_What is asked_
1) In the christening passage, whom did the Regent name as one of the godfathers?
2) Retype the christening passage from "Nevertheless, the Duke" to "to the other.".

_Document_
________
Nevertheless, the Duke had other views: there were prophecies... At any
rate, he would christen the child Elizabeth, a name of happy augury. In
this, however, he reckoned without the Regent, who, seeing a chance
of annoying his brother, suddenly announced that he himself would be
present at the baptism, and signified at the same time that one of the
godfathers was to be the Emperor Alexander of Russia. And so when the
ceremony took place, and the Archbishop of Canterbury asked by what name
he was to baptise the child, the Regent replied "Alexandria." At
this the Duke ventured to suggest that another name might be added.
"Certainly," said the Regent; "Georgina?" "Or Elizabeth?" said the Duke.
There was a pause, during which the Archbishop, with the baby in his
lawn sleeves, looked with some uneasiness from one Prince to the other.
"Very well, then," said the Regent at last, "call her after her mother.
But Alexandrina must come first." Thus, to the disgust of her father,
the child was christened Alexandrina Victoria.
________
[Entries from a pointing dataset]
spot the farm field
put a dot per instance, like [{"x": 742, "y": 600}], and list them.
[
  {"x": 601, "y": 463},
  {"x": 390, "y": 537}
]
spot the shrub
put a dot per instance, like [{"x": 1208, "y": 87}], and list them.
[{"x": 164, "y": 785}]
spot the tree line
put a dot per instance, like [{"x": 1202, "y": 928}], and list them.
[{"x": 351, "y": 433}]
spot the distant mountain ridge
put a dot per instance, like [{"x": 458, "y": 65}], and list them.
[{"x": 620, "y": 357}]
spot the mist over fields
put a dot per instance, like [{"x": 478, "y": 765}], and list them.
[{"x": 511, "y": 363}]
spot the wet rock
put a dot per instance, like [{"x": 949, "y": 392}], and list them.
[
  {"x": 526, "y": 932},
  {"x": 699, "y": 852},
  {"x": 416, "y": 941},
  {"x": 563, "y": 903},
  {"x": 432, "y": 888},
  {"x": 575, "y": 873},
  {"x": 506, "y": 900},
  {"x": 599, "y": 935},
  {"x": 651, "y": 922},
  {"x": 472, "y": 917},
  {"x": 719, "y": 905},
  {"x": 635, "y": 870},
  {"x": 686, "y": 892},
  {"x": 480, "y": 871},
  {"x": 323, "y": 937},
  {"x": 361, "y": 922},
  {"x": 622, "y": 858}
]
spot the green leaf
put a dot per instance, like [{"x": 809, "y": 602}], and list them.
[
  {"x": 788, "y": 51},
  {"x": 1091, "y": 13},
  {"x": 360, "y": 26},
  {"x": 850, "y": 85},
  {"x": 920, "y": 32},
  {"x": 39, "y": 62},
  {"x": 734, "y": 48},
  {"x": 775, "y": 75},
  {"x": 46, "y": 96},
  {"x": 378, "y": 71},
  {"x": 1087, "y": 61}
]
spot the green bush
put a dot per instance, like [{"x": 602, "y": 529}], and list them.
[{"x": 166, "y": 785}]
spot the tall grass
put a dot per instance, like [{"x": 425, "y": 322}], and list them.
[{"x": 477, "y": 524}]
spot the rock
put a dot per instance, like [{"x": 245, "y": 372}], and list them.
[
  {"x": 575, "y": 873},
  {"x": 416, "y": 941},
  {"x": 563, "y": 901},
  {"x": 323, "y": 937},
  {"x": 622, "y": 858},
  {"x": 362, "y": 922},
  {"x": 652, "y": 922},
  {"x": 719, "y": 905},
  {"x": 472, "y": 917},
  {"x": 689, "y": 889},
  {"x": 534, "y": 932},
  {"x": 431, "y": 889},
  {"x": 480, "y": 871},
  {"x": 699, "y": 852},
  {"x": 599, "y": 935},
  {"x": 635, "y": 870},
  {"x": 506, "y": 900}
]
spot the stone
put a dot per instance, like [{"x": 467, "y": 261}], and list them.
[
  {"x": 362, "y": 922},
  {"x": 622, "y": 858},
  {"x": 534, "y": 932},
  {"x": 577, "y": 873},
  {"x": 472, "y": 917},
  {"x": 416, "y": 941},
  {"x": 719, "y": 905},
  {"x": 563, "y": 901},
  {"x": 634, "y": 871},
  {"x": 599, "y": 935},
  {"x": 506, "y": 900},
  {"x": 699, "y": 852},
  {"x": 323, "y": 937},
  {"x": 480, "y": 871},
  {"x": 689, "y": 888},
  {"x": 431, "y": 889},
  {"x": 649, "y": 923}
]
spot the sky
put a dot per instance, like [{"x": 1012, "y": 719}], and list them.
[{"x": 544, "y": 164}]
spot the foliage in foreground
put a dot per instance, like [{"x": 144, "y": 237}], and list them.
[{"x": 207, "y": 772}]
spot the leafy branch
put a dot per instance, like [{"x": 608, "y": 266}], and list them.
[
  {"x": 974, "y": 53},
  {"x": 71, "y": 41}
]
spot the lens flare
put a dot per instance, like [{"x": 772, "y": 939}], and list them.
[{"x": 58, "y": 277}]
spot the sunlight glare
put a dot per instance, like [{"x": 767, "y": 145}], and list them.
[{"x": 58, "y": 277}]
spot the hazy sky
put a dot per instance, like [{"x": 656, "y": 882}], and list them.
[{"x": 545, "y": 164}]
________
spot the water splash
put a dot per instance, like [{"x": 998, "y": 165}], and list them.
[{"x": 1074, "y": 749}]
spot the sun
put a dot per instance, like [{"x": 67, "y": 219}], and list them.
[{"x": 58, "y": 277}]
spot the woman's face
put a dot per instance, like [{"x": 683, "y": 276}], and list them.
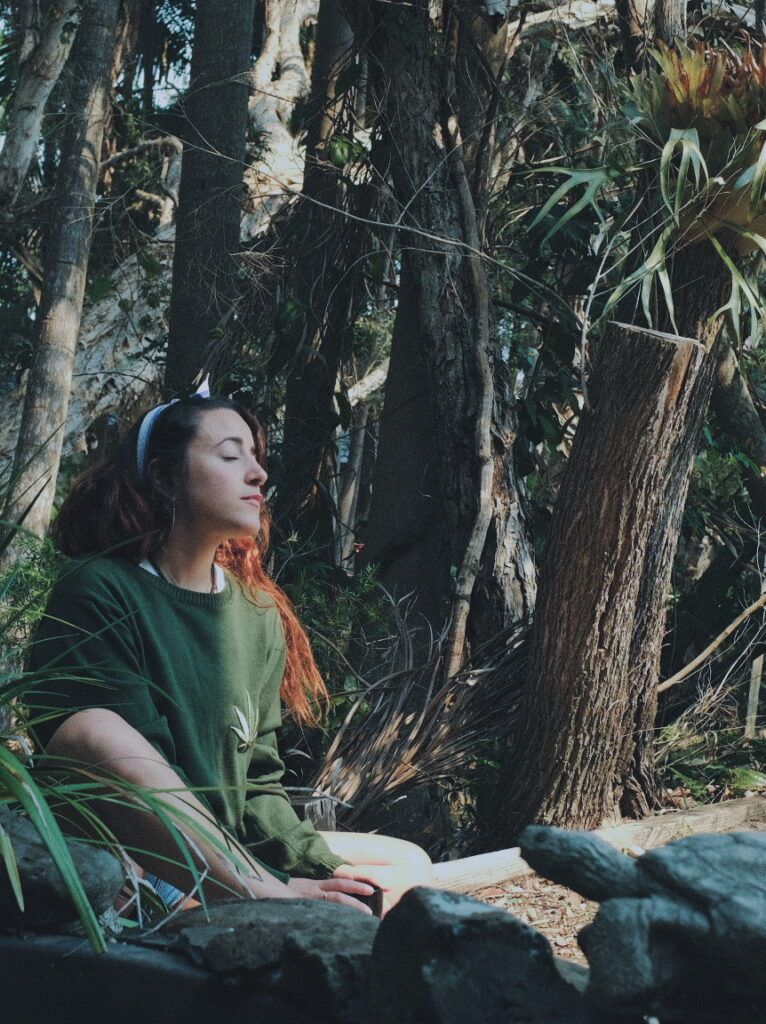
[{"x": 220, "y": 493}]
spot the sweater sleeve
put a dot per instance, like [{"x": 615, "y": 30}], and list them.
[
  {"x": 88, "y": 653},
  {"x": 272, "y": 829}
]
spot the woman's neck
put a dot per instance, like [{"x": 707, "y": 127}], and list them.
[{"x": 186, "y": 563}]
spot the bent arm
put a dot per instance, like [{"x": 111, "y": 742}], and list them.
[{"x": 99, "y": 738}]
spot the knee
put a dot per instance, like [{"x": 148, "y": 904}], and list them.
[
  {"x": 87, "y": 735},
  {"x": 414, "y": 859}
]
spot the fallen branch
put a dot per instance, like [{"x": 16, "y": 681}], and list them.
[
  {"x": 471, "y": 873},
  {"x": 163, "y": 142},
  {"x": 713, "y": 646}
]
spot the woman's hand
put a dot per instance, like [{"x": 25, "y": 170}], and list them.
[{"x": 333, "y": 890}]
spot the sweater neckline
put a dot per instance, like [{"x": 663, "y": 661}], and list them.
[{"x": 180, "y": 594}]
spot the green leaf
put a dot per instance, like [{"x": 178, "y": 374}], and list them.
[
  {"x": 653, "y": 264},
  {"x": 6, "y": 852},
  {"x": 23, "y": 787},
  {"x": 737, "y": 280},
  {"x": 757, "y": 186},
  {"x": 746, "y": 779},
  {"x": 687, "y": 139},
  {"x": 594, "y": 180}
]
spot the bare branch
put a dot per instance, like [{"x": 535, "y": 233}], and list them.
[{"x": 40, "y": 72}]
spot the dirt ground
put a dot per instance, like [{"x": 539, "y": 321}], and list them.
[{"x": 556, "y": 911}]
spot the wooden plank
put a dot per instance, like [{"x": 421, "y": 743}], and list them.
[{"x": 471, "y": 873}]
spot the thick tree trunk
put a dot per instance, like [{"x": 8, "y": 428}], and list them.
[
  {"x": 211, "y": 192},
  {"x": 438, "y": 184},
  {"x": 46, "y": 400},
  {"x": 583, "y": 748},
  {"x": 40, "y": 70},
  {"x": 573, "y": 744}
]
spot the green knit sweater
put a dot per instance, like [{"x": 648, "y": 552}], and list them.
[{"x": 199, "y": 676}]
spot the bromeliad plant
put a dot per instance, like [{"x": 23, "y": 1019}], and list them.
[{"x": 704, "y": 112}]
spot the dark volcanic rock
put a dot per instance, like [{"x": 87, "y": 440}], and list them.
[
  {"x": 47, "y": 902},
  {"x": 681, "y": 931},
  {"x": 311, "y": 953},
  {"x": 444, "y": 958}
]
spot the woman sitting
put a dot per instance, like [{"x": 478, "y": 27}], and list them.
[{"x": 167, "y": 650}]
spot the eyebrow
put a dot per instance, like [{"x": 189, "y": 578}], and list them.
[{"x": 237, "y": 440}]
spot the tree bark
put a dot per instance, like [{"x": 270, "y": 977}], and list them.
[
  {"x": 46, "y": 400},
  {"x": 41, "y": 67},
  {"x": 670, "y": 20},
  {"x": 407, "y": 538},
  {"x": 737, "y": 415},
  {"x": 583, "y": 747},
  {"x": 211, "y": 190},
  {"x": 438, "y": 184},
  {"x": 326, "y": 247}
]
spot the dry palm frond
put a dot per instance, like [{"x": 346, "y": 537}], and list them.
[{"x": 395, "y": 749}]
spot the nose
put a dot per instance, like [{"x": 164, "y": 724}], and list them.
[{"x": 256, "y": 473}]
________
_Results_
1) The Emperor Alexander of Russia.

2)
Nevertheless, the Duke had other views: there were prophecies... At any
rate, he would christen the child Elizabeth, a name of happy augury. In
this, however, he reckoned without the Regent, who, seeing a chance
of annoying his brother, suddenly announced that he himself would be
present at the baptism, and signified at the same time that one of the
godfathers was to be the Emperor Alexander of Russia. And so when the
ceremony took place, and the Archbishop of Canterbury asked by what name
he was to baptise the child, the Regent replied "Alexandria." At
this the Duke ventured to suggest that another name might be added.
"Certainly," said the Regent; "Georgina?" "Or Elizabeth?" said the Duke.
There was a pause, during which the Archbishop, with the baby in his
lawn sleeves, looked with some uneasiness from one Prince to the other.